BRIEF => Recast the stored records as a numbered list, leaving out any blank lines.

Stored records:
────────
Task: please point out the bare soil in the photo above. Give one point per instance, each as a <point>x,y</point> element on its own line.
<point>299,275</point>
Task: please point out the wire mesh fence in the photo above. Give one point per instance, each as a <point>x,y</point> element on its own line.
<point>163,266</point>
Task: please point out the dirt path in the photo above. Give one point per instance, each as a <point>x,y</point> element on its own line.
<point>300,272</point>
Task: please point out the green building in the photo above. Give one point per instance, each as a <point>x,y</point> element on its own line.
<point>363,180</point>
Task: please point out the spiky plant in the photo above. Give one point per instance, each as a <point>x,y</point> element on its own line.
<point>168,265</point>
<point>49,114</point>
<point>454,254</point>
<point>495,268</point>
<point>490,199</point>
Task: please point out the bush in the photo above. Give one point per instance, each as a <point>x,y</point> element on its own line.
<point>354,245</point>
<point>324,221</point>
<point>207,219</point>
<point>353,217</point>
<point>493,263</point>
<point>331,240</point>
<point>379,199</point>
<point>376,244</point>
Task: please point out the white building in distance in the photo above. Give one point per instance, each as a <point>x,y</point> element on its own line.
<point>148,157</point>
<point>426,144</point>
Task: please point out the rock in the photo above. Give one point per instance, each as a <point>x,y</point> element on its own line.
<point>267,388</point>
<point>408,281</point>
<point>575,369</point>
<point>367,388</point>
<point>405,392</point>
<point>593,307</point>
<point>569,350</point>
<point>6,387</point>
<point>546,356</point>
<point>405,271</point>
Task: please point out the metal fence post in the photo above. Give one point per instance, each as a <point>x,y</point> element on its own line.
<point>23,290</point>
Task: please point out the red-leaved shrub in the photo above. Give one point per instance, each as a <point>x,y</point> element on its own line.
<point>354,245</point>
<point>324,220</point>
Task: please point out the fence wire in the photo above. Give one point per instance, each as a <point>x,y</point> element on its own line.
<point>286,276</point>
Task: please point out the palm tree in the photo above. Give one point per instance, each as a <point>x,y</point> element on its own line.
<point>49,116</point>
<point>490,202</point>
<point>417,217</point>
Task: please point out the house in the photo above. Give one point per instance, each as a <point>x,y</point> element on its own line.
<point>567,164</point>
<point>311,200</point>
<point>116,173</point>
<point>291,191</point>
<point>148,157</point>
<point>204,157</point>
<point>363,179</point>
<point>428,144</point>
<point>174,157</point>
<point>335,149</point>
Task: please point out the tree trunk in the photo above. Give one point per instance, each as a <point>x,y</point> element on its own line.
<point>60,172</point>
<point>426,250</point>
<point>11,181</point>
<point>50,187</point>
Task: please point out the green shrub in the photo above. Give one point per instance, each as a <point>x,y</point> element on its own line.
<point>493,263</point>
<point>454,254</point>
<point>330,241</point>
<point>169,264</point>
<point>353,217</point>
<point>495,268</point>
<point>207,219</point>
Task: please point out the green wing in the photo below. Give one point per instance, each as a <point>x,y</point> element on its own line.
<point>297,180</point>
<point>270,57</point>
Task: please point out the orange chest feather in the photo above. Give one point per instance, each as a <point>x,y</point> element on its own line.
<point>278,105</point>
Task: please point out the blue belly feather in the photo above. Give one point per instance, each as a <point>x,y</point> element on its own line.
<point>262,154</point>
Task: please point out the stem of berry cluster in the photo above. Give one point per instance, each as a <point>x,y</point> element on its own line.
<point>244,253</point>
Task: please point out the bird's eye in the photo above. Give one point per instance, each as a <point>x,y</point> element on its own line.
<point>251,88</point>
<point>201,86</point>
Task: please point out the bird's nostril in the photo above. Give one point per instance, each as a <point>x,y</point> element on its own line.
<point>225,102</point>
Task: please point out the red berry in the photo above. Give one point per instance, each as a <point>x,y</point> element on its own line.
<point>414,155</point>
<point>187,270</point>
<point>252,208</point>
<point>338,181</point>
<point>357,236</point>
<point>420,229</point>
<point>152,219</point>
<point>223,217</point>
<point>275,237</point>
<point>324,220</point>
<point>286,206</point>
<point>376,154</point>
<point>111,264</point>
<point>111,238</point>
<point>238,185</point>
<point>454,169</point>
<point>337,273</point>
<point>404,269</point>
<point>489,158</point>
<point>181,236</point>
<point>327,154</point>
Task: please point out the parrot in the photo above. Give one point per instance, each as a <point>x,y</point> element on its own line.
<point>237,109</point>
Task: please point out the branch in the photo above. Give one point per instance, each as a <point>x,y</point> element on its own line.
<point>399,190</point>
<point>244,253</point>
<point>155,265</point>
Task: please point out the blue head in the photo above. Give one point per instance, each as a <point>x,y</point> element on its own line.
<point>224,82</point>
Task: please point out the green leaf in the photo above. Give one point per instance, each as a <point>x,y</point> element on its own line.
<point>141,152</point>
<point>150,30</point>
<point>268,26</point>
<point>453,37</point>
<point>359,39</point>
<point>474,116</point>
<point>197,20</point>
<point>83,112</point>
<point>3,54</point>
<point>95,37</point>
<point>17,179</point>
────────
RESPONSE =>
1. Task: please point out the bare soil in the photo above. Give one point per instance, each as a <point>x,y</point> element on its own line.
2. <point>299,275</point>
3. Task: please point out the wire mesh fence in the photo above. Give one point per instance, each as a <point>x,y</point> element on its own line.
4. <point>163,266</point>
5. Task: please point out the dirt path in the photo above. Give one point per instance, each as a <point>x,y</point> element on its own line.
6. <point>300,272</point>
7. Task: please point out the green building in the photo above. Give one point per instance, each as a <point>x,y</point> element on its own line.
8. <point>363,180</point>
9. Task: please point out the spiky plant in the photo above. Give one point per instance, each as a <point>x,y</point> element on its own line.
10. <point>168,265</point>
11. <point>49,114</point>
12. <point>454,254</point>
13. <point>495,268</point>
14. <point>490,199</point>
15. Task: please point out the bush in the photo above. Give one point per instance, each as a <point>x,y</point> element on its own line.
16. <point>354,245</point>
17. <point>324,221</point>
18. <point>207,219</point>
19. <point>353,217</point>
20. <point>493,263</point>
21. <point>331,240</point>
22. <point>379,199</point>
23. <point>376,244</point>
24. Task: please point out the white building in distance in the photo above. Give one point per instance, each as a <point>x,y</point> element on its own line.
25. <point>148,157</point>
26. <point>426,144</point>
27. Task: please point out the rock in the photo above. Give one point per instance, each as a <point>x,y</point> element on its own line.
28. <point>267,388</point>
29. <point>408,281</point>
30. <point>575,369</point>
31. <point>367,388</point>
32. <point>405,392</point>
33. <point>593,307</point>
34. <point>569,350</point>
35. <point>6,387</point>
36. <point>546,356</point>
37. <point>405,271</point>
38. Task: please point out the metal fence post in the photo above. Give one point per instance, each as a <point>x,y</point> element on its own line.
39. <point>23,290</point>
40. Task: please point out the red-leaved shrub in the photo above. Give one point per instance, each as a <point>x,y</point> element on its own line.
41. <point>354,245</point>
42. <point>324,220</point>
43. Task: please point out the fence wire in the photo above. Give one point per instance, each as a <point>x,y</point> element on its own line.
44. <point>286,276</point>
45. Task: please point out the palm tree in the photo above. Give one point per instance, each as a <point>x,y</point> element on its own line.
46. <point>49,116</point>
47. <point>490,202</point>
48. <point>417,217</point>
49. Task: please point out the house in the photo above. Give one point per instance, each as a <point>x,y</point> element on its own line.
50. <point>567,164</point>
51. <point>311,200</point>
52. <point>116,173</point>
53. <point>291,191</point>
54. <point>148,157</point>
55. <point>204,157</point>
56. <point>363,179</point>
57. <point>428,144</point>
58. <point>174,157</point>
59. <point>335,149</point>
60. Task: please point out the tree trunk in the photo above. Give one point per instance, each as a <point>x,y</point> element on its own line.
61. <point>60,172</point>
62. <point>426,250</point>
63. <point>11,181</point>
64. <point>50,187</point>
65. Task: please point out the green shrub in the photo above. Give one point per instance, each as a <point>x,y</point> element on its own line.
66. <point>493,263</point>
67. <point>454,254</point>
68. <point>330,241</point>
69. <point>169,264</point>
70. <point>353,217</point>
71. <point>495,268</point>
72. <point>207,219</point>
73. Task: please point out the green wing in the photo below. Give one point per instance, each as a <point>x,y</point> element on its own line.
74. <point>297,180</point>
75. <point>270,57</point>
76. Task: please point out the orange chest feather in the photo above. Give one point per instance, each as a <point>x,y</point> element on its own line.
77. <point>278,105</point>
78. Task: please point out the blue belly feather in the photo above. Give one point per instance, each as a <point>x,y</point> element on its own line.
79. <point>262,154</point>
80. Task: please point out the stem of berry cluster in the photo above. Give one point per instance, each as a <point>x,y</point> element on its own line.
81. <point>244,253</point>
82. Task: please point out the bird's eye in the photo above. Give one point per instance, each as a <point>x,y</point> element on its own line.
83. <point>251,88</point>
84. <point>201,86</point>
85. Task: please point out the bird's nostril in the photo above. Give one point per instance, each as a <point>x,y</point> element on its own line.
86. <point>225,102</point>
87. Task: please point out the red berry in the photo above. Give one point per instance, each as a <point>x,y</point> element on its own line.
88. <point>414,155</point>
89. <point>187,270</point>
90. <point>252,208</point>
91. <point>338,181</point>
92. <point>357,236</point>
93. <point>420,229</point>
94. <point>152,219</point>
95. <point>223,217</point>
96. <point>275,237</point>
97. <point>324,220</point>
98. <point>286,206</point>
99. <point>376,154</point>
100. <point>111,264</point>
101. <point>111,238</point>
102. <point>238,185</point>
103. <point>454,169</point>
104. <point>337,273</point>
105. <point>404,269</point>
106. <point>489,158</point>
107. <point>181,236</point>
108. <point>327,154</point>
109. Task: please point out the parrot in the photo above. Give one point per instance, each as a <point>x,y</point> element on its own line.
110. <point>237,109</point>
111. Task: please point out the branch in the photo above. Give one point per instance, each as a <point>x,y</point> element on its own line.
112. <point>399,190</point>
113. <point>244,253</point>
114. <point>155,265</point>
115. Task: please point out the blue head in the photo above. Give one point per instance, each as a <point>x,y</point> element on its own line.
116. <point>224,82</point>
117. Task: please point out the green leaf in the photo above. Give one point per instance, each as a <point>x,y</point> element on its own line.
118. <point>141,152</point>
119. <point>150,30</point>
120. <point>268,26</point>
121. <point>453,37</point>
122. <point>359,39</point>
123. <point>474,116</point>
124. <point>197,20</point>
125. <point>83,112</point>
126. <point>3,54</point>
127. <point>95,37</point>
128. <point>17,179</point>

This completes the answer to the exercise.